**What you will do:**
Please collect every line from the rows below that contains the word "with", treating uppercase and lowercase as different.

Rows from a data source
— begin —
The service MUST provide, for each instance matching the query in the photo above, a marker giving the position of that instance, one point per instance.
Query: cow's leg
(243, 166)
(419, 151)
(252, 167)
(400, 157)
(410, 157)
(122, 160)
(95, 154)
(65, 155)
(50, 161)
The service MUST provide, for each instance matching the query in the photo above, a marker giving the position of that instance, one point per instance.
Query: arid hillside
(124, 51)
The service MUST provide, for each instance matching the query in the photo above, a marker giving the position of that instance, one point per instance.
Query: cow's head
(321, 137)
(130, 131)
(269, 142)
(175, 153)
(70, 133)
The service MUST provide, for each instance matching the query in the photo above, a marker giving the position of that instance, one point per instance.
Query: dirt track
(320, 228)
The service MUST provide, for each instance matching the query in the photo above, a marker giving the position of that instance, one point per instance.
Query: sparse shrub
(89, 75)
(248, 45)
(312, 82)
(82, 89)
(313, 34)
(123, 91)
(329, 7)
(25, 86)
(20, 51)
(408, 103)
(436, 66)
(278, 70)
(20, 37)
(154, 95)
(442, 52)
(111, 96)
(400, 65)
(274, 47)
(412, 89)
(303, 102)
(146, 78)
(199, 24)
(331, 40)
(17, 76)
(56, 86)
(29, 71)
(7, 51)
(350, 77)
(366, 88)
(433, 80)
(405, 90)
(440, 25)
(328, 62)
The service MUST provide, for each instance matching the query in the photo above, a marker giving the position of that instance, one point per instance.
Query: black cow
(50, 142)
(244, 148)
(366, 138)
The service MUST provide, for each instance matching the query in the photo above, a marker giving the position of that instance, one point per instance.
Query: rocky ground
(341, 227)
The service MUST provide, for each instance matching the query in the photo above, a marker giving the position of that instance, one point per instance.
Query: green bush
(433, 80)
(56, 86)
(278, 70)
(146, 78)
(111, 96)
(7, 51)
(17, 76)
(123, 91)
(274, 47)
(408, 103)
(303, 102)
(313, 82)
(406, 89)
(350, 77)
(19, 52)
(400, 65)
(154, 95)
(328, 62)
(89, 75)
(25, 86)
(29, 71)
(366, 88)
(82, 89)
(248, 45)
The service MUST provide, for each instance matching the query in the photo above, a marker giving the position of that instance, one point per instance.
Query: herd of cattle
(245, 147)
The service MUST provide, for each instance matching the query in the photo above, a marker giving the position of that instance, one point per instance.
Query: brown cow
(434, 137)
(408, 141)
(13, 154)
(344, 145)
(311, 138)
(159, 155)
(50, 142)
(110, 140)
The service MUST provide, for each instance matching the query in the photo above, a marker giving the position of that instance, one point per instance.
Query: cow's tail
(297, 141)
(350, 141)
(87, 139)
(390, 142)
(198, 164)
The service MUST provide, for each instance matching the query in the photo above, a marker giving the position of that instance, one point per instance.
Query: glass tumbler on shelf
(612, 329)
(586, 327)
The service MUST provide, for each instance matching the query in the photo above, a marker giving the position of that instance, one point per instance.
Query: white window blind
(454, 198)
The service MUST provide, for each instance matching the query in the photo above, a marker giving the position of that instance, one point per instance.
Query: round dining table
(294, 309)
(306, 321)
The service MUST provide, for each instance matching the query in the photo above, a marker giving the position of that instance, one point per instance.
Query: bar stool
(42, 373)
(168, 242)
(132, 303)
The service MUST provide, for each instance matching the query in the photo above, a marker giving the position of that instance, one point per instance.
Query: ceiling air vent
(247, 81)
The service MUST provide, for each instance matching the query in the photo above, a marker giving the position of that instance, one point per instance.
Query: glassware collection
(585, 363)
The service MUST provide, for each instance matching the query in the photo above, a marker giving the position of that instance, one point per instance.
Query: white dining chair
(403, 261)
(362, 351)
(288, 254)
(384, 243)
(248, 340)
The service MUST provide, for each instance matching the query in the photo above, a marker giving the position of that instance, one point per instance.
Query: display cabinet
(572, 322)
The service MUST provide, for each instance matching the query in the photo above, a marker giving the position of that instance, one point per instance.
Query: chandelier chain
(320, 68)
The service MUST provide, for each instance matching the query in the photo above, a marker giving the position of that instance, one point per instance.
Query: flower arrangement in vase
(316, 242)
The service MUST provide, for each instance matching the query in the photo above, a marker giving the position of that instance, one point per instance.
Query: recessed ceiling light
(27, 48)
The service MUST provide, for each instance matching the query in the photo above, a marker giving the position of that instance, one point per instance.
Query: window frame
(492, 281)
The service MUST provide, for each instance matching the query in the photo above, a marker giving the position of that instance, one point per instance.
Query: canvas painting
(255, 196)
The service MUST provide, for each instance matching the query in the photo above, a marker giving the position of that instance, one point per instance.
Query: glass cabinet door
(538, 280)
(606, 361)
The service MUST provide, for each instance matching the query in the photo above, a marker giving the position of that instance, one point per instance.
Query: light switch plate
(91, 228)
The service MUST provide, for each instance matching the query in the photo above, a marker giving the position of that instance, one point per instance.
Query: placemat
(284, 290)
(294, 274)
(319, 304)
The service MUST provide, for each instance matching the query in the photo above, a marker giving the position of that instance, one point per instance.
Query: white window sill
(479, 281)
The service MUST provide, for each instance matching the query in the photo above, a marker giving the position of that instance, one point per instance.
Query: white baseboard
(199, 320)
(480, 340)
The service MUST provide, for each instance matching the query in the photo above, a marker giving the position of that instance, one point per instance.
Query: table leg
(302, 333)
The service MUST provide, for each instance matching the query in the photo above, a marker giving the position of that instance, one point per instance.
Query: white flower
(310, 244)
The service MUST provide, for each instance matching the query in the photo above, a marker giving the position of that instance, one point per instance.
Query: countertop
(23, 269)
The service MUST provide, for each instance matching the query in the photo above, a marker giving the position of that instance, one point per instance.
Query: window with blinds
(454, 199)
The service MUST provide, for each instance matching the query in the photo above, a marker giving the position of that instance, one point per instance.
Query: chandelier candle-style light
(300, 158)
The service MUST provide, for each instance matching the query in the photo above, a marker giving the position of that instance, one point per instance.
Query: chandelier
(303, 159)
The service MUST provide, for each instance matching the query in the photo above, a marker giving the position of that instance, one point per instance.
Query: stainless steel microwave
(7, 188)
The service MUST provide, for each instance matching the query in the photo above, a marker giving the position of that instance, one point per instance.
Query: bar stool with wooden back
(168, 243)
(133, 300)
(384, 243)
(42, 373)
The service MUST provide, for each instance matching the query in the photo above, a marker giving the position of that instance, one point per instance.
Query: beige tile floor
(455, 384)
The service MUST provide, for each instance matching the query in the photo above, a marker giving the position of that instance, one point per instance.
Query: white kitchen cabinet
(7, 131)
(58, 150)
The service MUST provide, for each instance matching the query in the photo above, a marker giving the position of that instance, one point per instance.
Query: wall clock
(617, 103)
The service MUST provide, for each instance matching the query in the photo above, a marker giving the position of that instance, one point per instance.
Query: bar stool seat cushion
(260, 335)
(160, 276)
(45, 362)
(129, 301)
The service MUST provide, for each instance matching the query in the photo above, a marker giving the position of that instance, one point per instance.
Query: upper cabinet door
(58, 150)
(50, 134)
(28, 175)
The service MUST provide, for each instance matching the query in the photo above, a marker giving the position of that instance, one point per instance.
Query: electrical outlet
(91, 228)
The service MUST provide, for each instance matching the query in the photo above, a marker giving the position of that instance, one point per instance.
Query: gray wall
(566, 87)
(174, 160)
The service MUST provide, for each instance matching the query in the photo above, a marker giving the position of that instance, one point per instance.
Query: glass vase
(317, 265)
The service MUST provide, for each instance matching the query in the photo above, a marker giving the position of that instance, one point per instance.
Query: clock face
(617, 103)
— end —
**Output for this exercise:**
Query: window with blinds
Query: bar stool with wooden back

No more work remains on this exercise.